▶ Entries shown
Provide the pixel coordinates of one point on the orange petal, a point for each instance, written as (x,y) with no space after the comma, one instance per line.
---
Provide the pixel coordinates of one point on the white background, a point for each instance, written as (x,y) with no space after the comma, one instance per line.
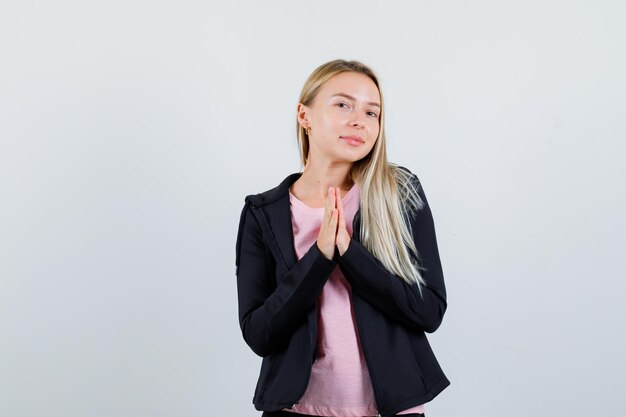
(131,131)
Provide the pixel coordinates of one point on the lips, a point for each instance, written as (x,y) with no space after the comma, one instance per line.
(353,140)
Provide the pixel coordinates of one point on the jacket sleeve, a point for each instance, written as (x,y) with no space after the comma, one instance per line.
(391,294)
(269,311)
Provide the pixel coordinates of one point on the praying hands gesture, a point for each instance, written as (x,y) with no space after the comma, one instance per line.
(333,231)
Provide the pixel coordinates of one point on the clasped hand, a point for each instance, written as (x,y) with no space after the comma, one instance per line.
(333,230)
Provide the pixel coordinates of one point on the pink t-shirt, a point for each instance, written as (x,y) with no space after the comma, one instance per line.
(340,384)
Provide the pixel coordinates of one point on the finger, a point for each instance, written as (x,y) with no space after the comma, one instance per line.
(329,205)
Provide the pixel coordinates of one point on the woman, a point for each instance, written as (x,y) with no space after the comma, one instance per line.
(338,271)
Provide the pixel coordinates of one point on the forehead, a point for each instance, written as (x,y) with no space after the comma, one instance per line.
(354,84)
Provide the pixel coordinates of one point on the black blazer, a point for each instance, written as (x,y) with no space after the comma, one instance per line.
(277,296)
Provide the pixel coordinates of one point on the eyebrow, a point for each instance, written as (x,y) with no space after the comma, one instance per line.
...
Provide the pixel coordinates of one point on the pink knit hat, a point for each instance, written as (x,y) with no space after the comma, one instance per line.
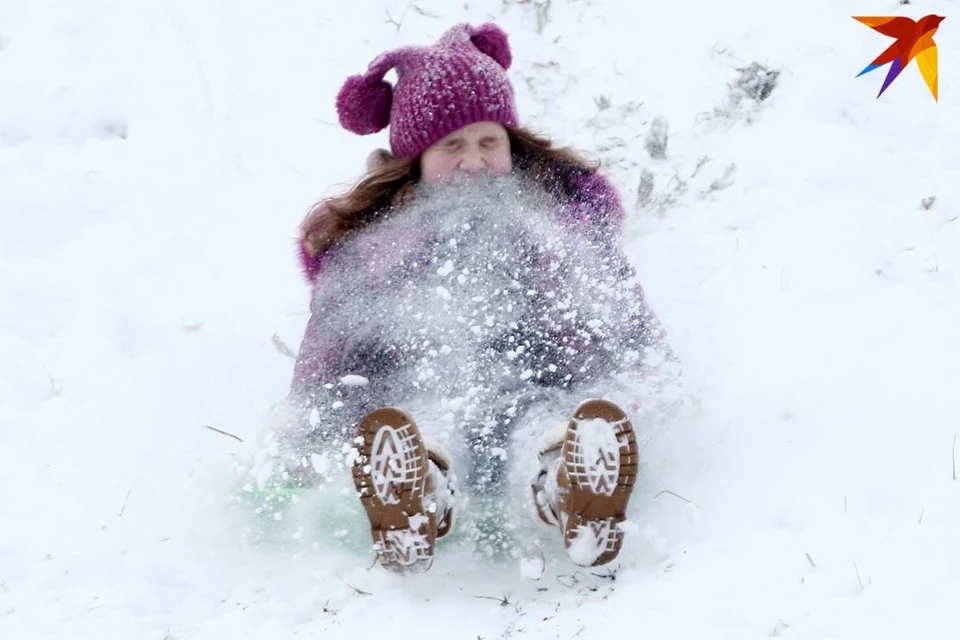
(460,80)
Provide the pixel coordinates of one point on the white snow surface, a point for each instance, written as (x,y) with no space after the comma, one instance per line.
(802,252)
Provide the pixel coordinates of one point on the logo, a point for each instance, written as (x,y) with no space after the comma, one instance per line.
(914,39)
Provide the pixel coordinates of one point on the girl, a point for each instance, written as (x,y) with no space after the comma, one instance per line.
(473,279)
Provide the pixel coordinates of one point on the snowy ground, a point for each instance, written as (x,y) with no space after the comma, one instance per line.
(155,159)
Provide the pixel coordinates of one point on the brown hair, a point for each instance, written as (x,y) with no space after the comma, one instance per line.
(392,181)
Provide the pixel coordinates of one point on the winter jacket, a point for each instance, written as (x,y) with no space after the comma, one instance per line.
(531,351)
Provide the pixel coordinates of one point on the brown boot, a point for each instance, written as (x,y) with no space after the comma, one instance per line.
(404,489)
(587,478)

▶ Direction
Copy the data verbatim, starting with the line that contains "white background, a" and going on through the line that contains "Provide the pixel coordinates of one point on the eyebrow, a", and leave out the pictures.

▶ Response to this task
Provide the pixel coordinates of one point on the white background, a point for each instance, written as (x,y) with no space after the comma, one instance per line.
(131,131)
Provide the pixel coordinates of one point on the lips, a point for each instance, written as (x,y) with no space after the comma, one instance per line.
(353,140)
Provide the pixel coordinates of one point on the jacket sleeve, a point for each instance, written as (x,y) with no space after the comma, one instance per line.
(391,294)
(269,311)
Provide the pixel coordinates of one point on the praying hands gesture, a point for each instance, written as (x,y) with no space after the comma, one instance per line.
(333,231)
Provide the pixel coordinates of one point on the clasped hand, a point for each instance, written as (x,y) with no space after the comma, one instance per line.
(333,230)
Provide the pixel coordinates of one point on the pink t-shirt, a point for each instance, written as (x,y) with no space after the comma, one instance per line.
(340,384)
Provide the pixel coordinates of one point on the finger, a point for each instance, written as (x,y) with no space after the comma, one instance per line.
(329,205)
Provide the pixel coordinates of one point on the woman, a point for each instance, written as (x,y) with no space after the comma, one instance per line.
(338,271)
Provide the pixel coordinates of one point on the forehead, a point for each instance, written as (x,y) with no space after the comma, one instance per line.
(354,84)
Provide the pixel coordinates of one point on the black blazer, a point for each instance, written as (x,y) with no space after the comma, one instance per line.
(277,296)
Provide the pixel coordinates of one point on the eyebrow, a point for each instance, written as (x,y) with no space after the comma, one instance per line.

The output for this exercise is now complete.